*Dataset entries*.

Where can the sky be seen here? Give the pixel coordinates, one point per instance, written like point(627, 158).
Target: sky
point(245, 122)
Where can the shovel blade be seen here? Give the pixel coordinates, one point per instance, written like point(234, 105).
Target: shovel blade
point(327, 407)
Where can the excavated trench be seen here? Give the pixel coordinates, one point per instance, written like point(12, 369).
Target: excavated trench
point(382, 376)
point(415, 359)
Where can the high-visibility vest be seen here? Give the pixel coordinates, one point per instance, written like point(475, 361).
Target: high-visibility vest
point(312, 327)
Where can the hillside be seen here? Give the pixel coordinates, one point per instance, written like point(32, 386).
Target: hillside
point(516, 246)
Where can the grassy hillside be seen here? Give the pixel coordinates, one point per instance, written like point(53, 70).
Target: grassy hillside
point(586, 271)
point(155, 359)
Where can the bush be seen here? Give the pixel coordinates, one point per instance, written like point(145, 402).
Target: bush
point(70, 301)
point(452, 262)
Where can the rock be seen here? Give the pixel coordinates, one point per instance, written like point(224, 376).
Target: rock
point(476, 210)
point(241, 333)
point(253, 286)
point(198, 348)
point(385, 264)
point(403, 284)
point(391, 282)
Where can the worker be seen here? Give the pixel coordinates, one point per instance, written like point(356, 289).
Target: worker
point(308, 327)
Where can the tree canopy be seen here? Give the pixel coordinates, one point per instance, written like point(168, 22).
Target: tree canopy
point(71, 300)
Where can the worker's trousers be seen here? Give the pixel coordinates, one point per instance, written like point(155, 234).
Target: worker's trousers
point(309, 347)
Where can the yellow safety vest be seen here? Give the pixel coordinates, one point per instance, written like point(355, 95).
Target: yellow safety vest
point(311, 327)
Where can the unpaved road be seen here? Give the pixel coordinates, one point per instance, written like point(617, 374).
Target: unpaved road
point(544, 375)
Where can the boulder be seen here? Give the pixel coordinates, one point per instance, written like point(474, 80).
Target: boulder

*REQUIREMENT*. The answer is to be the lines from the one holding "Target: grassy hillside" through the end of the data above, transcribed character for character, both ends included.

*EXERCISE RESPONSE*.
Target: grassy hillside
point(586, 271)
point(155, 359)
Where can the bush be seen here? Give the pixel coordinates, one point per instance, written like point(145, 402).
Target: bush
point(70, 301)
point(452, 262)
Where can the rock be seen here? Give the pixel coordinates, one point per instance, written like point(224, 376).
Target: rock
point(476, 210)
point(241, 333)
point(253, 286)
point(198, 348)
point(385, 264)
point(403, 284)
point(391, 282)
Where can the worker be seen here? Give the pixel coordinates, one point per instance, written like point(356, 289).
Target: worker
point(308, 327)
Where can the tree canopy be seen here? Give the pixel coordinates, one point per instance, written like point(168, 22).
Target: tree canopy
point(71, 300)
Where can the worker's trousers be seen here? Give the pixel coordinates, one point per instance, written like point(155, 234).
Target: worker's trousers
point(309, 347)
Where can the yellow safety vest be seen here? Give the pixel coordinates, one point per instance, written like point(355, 95).
Target: yellow safety vest
point(311, 327)
Where can the unpaved road be seen here? Give the pixel coordinates, one point per instance, written like point(617, 374).
Target: unpaved road
point(544, 375)
Where can the boulder be seen here? Give the pixel coordinates, one point per instance, written like point(474, 80).
Target: boulder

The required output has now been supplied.